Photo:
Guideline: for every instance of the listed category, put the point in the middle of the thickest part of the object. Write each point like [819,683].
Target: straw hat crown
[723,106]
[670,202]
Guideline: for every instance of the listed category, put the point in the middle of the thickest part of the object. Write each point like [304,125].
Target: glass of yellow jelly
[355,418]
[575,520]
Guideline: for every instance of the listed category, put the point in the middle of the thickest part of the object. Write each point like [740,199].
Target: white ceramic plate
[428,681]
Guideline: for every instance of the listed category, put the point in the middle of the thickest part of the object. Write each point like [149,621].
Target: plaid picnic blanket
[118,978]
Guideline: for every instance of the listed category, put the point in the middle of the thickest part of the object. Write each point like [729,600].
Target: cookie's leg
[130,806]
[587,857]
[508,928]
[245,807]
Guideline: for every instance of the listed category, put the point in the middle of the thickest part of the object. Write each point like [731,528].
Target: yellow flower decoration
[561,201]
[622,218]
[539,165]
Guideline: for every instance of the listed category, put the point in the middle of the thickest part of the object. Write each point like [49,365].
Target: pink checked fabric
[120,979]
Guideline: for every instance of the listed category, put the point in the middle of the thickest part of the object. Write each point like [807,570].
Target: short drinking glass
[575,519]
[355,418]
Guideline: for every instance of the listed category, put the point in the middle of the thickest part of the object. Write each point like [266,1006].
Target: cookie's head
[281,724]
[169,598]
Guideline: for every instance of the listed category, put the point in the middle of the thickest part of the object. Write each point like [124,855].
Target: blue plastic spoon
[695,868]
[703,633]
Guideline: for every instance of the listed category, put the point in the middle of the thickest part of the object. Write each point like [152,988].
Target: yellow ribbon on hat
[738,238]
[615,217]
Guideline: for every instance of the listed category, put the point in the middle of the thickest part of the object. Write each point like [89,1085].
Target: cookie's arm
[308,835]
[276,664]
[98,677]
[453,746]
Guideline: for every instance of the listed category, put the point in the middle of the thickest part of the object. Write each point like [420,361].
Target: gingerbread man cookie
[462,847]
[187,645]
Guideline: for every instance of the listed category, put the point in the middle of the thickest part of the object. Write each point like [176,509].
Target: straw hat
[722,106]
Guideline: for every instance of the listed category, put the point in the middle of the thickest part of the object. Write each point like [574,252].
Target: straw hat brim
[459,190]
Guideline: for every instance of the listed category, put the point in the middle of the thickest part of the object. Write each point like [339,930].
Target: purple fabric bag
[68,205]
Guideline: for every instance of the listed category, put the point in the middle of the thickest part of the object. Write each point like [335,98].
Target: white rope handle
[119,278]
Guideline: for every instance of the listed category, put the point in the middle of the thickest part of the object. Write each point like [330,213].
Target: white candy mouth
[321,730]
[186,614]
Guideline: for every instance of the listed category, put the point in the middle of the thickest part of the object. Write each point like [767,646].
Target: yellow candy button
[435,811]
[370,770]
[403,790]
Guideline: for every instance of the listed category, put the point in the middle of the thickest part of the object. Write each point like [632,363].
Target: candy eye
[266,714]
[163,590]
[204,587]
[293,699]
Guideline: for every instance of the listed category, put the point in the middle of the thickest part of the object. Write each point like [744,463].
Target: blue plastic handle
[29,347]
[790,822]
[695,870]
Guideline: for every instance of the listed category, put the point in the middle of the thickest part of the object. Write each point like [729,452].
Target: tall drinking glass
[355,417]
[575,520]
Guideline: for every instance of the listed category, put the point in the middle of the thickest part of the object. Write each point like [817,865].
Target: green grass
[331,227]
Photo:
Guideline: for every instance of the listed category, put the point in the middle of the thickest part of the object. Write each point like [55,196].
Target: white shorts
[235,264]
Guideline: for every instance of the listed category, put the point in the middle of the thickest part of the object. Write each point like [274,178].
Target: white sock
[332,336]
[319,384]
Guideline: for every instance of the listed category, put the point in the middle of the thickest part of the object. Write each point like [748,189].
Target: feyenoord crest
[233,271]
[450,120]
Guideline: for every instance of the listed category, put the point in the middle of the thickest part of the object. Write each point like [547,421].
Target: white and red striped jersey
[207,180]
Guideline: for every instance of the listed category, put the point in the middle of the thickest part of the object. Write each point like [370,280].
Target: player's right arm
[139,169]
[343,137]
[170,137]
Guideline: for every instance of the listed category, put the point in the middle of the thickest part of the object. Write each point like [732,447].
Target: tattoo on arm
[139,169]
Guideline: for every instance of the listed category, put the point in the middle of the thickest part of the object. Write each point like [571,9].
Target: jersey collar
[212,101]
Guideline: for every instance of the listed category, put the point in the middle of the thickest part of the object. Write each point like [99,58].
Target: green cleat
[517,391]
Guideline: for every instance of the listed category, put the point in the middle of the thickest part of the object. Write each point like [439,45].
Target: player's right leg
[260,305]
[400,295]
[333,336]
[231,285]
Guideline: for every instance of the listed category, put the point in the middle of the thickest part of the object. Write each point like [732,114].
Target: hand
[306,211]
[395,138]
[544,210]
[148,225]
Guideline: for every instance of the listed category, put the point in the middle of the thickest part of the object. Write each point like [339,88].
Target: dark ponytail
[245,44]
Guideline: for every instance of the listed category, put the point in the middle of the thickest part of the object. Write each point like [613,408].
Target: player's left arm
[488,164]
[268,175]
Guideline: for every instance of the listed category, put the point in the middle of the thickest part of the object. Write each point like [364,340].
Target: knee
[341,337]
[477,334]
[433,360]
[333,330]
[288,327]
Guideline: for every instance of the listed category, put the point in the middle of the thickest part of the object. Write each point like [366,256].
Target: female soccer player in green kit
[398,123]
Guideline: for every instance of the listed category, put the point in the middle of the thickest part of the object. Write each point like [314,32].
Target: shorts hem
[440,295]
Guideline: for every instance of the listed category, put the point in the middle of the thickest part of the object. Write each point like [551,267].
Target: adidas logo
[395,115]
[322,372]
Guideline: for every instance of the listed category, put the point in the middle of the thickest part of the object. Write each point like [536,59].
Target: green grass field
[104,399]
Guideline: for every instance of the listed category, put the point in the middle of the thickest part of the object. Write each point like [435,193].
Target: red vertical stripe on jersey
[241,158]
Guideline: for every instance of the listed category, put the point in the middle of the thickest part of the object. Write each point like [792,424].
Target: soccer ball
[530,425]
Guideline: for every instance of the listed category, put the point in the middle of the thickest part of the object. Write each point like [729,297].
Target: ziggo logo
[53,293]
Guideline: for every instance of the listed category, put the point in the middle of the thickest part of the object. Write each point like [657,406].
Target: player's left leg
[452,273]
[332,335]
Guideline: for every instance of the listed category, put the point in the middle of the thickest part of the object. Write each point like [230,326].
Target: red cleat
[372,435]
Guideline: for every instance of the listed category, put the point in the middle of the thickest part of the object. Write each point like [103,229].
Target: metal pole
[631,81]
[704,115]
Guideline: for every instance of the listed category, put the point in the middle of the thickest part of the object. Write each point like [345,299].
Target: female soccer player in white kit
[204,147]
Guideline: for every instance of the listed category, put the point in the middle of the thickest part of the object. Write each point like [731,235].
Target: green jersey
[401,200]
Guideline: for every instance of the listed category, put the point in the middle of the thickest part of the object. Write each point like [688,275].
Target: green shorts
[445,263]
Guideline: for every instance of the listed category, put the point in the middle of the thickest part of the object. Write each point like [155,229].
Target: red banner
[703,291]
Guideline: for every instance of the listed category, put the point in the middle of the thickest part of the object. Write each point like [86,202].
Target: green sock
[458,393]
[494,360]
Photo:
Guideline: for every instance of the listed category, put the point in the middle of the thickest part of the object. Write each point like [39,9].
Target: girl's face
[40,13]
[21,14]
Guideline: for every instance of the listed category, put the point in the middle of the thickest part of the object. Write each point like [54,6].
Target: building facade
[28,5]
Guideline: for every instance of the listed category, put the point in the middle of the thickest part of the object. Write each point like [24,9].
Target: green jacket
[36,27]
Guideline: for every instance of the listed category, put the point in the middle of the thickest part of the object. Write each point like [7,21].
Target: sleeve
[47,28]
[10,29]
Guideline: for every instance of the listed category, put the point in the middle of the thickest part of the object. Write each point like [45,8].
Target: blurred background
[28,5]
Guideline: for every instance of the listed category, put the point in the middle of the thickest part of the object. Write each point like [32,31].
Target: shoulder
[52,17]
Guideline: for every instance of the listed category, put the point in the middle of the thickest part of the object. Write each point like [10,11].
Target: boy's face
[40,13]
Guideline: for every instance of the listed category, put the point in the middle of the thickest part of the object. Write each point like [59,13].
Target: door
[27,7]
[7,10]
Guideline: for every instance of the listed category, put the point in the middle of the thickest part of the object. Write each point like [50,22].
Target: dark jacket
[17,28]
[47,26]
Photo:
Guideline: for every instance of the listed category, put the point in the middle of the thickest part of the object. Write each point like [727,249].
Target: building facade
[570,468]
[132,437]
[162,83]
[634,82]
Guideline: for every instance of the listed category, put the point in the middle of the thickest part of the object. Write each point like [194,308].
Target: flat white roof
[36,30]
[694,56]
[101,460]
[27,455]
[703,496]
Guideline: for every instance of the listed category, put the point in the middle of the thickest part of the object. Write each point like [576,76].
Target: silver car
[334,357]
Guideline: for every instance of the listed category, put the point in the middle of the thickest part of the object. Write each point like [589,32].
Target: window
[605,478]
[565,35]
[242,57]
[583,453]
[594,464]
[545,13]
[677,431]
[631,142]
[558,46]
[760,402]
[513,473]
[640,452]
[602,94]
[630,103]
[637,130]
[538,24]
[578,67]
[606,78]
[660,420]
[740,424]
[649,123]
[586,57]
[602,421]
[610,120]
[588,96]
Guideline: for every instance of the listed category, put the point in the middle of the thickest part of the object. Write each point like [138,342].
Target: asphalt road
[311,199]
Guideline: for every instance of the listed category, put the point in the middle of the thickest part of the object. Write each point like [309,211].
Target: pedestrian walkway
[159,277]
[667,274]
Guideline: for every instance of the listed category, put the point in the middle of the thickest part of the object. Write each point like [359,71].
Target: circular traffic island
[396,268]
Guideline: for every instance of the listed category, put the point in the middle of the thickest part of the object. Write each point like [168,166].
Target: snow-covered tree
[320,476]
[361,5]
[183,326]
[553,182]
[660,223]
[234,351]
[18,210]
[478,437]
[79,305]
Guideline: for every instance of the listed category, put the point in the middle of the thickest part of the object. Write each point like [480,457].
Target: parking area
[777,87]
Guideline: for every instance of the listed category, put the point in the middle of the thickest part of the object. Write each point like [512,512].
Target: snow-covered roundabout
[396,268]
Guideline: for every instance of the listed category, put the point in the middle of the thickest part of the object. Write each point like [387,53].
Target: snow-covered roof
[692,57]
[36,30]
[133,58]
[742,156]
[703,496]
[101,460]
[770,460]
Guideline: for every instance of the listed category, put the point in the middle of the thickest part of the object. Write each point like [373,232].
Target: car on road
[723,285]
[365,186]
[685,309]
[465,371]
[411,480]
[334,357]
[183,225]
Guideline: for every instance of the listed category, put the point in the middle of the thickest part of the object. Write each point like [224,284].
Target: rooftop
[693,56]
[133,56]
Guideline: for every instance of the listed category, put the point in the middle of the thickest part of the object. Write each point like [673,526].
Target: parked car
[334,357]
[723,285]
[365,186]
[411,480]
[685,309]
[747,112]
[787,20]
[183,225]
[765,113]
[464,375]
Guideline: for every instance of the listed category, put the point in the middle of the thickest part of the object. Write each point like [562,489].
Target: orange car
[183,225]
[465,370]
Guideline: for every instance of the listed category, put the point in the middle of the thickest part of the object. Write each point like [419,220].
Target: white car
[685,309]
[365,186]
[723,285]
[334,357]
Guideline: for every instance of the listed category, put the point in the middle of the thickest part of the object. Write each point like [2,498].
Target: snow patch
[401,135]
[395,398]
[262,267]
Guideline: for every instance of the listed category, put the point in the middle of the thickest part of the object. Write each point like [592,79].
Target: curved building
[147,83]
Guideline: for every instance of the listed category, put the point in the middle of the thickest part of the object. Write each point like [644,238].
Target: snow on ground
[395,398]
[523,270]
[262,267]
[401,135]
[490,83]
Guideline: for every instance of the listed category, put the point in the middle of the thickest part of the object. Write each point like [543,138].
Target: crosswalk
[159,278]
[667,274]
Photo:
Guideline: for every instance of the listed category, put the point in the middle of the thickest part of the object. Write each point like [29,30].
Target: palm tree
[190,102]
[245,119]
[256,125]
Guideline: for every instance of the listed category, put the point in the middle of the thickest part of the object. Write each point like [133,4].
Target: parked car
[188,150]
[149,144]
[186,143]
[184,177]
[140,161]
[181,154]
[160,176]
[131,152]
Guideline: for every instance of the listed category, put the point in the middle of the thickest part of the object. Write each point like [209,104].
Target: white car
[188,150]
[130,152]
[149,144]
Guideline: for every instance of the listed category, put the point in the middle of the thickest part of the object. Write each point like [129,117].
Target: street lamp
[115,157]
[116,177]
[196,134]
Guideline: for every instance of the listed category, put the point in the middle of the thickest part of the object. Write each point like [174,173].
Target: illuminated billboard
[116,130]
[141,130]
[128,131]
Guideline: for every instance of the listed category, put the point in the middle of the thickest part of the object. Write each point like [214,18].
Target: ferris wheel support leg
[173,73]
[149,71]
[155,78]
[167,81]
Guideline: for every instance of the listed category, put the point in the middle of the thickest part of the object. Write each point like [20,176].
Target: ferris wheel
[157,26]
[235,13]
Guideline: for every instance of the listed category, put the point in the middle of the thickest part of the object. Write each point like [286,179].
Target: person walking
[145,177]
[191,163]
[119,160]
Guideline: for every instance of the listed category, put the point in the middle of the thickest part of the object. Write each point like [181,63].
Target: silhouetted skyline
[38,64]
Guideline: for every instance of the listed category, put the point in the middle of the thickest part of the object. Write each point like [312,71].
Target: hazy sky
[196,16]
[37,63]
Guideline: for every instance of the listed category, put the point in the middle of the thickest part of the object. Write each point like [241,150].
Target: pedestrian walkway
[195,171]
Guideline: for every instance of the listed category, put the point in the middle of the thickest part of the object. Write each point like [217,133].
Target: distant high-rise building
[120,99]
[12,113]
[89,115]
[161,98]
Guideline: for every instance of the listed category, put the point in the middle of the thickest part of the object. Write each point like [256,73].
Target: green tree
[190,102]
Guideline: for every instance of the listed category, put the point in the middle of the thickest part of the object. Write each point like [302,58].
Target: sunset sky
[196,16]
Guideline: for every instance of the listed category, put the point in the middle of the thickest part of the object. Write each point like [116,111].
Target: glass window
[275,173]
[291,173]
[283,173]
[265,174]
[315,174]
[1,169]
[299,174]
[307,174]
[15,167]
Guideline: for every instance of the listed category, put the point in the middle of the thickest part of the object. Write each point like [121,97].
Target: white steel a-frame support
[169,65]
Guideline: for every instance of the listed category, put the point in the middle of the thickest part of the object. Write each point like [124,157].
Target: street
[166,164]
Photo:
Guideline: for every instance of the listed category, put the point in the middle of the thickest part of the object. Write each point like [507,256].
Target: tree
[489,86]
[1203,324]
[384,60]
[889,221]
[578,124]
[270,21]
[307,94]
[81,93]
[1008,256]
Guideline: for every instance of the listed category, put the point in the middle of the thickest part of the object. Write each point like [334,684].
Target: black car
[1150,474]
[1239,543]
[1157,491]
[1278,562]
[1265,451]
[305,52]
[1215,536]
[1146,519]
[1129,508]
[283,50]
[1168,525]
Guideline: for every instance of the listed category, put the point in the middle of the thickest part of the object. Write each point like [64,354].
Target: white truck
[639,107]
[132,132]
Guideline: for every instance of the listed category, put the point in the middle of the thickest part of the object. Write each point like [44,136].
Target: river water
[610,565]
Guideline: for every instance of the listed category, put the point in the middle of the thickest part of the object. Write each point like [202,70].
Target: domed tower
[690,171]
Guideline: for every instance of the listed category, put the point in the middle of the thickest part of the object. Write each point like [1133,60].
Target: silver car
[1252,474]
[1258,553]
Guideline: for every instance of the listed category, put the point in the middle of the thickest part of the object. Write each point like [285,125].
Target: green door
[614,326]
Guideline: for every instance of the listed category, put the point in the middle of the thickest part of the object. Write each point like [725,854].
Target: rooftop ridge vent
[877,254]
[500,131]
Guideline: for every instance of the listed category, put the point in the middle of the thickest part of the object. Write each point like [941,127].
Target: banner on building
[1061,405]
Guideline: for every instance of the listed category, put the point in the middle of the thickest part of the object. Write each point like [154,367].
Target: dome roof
_ _ _
■ What this task involves:
An exact transcription of the lines from the start of the listing through the line bearing "point like [266,1006]." is the whole answer.

■ Response to this exercise:
Photo:
Guideline: for every instance of the listed category, put the point in the middle of the thickest part of the object. Write each point like [819,683].
Target: straw hat crown
[723,106]
[670,202]
Guideline: for every instance of the listed category, put the point in the middle of the thickest part of the object. Write each point like [304,125].
Target: glass of yellow jelly
[355,418]
[575,520]
Guideline: for every instance of the listed category, put the point in the middle of the thickest part of the object. Write each point like [740,199].
Target: white ceramic plate
[428,681]
Guideline: for every instance of the listed category, put the point in the middle of the thickest part of the object. Write each point like [149,621].
Target: plaid picnic blanket
[118,978]
Guideline: for every instance of the listed category, put the point in the middle of the thickest part of the object. Write each point like [729,600].
Target: cookie's leg
[130,806]
[587,857]
[508,928]
[245,807]
Guideline: for every instance of the listed category, put the point in the middle of the thickest part of the object. Write each point like [731,528].
Target: yellow flower decoration
[561,201]
[622,218]
[539,165]
Guideline: for every instance of the listed category, put the point in the middle of the thickest part of the object. Write each point like [49,365].
Target: pink checked fabric
[120,979]
Guideline: for every instance of the listed category, put the point in the middle of the thickest part of the object. Write each point like [807,570].
Target: short drinking glass
[575,519]
[355,418]
Guideline: for every instance of the listed category, put the point in the middle of the thickest part of the object. Write each point like [266,1006].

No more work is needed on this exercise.